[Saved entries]

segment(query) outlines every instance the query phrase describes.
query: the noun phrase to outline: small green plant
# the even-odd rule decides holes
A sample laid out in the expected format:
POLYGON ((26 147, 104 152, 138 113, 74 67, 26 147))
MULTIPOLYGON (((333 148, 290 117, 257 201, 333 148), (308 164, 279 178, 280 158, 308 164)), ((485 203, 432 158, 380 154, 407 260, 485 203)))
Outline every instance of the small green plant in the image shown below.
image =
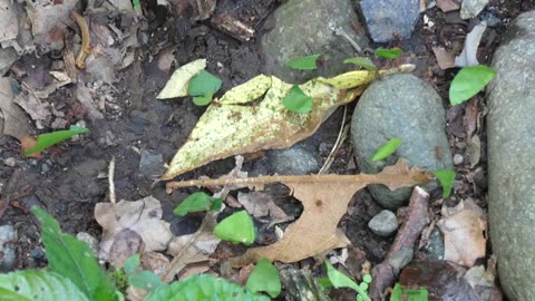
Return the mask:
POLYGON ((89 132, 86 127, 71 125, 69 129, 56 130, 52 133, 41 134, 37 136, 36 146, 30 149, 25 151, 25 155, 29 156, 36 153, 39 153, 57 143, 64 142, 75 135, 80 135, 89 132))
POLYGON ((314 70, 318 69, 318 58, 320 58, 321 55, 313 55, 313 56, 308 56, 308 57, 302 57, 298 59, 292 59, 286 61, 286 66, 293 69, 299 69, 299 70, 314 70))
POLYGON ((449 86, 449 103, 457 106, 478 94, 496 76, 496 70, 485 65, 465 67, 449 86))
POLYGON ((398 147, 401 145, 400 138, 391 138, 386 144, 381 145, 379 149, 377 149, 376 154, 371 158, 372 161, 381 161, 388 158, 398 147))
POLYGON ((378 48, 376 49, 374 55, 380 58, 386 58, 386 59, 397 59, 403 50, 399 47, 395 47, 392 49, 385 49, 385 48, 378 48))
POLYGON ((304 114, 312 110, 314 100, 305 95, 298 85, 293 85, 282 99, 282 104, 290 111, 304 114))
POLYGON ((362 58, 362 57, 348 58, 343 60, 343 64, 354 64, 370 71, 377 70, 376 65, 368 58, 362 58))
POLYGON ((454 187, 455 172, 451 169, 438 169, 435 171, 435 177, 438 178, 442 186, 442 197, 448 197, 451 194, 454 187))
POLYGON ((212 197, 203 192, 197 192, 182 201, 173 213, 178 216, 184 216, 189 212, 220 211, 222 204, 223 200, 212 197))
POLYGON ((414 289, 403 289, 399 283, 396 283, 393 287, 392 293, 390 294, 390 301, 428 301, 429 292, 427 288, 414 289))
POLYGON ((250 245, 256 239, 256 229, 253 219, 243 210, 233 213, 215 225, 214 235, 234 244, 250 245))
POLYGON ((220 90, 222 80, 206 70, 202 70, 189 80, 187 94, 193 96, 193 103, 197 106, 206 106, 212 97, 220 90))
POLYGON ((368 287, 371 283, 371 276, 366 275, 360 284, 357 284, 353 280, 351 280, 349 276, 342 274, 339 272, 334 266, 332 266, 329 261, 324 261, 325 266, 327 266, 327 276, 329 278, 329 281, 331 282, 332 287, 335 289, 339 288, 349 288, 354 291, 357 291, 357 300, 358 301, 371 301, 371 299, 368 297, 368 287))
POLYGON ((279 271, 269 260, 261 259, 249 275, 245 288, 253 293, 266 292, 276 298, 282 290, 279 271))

...

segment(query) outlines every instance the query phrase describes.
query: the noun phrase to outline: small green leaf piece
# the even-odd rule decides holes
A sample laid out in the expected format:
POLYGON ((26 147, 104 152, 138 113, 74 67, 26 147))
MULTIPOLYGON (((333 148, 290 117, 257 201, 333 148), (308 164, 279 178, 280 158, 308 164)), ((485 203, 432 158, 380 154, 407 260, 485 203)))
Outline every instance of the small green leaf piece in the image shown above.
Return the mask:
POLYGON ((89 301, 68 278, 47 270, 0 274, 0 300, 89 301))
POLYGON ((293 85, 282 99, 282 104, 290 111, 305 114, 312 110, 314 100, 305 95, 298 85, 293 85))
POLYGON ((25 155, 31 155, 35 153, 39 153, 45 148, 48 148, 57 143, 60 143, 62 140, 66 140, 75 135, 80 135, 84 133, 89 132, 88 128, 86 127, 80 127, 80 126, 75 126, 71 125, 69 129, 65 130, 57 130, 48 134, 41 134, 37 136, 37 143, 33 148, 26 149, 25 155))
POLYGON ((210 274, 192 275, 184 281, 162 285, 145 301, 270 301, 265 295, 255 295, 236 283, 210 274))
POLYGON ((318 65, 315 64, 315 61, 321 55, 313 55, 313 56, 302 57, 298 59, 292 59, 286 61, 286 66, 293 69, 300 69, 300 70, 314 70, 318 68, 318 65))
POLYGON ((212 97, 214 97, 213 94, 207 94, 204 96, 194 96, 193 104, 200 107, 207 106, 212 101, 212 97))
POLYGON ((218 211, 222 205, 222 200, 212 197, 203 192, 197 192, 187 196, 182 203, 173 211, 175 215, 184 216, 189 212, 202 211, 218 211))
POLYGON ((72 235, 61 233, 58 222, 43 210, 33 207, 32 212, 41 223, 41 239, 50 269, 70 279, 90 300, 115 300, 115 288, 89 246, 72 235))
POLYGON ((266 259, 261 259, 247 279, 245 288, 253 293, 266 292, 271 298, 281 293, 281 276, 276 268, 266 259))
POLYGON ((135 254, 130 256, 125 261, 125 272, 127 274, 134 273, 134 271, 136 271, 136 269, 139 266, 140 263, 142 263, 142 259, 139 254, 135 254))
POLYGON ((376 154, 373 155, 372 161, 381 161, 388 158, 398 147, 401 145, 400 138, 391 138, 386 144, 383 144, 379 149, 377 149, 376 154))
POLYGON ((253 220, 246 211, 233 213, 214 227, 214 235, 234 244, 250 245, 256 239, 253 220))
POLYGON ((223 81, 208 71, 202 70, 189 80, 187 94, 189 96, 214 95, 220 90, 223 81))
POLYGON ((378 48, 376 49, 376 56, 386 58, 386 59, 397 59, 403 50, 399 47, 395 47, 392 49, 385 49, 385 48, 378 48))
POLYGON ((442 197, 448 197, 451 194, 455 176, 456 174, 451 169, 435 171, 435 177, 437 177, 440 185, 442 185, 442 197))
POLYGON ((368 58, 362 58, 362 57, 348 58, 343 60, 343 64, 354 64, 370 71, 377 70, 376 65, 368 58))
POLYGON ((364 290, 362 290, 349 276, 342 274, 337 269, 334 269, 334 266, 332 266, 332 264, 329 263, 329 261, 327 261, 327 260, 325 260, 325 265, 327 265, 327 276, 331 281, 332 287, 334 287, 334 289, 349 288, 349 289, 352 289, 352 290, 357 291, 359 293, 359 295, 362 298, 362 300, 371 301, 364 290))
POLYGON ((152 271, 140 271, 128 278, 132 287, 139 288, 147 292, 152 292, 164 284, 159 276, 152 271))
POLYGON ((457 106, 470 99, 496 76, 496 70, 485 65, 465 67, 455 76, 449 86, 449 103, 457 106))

- Objective -
Pick out every line in the saved entries above that contains the word "piece", and copy each one.

- Expected output -
query: the noun phrase to outline: small green leaf piece
Outline every instance of the small green leaf piece in the image shown above.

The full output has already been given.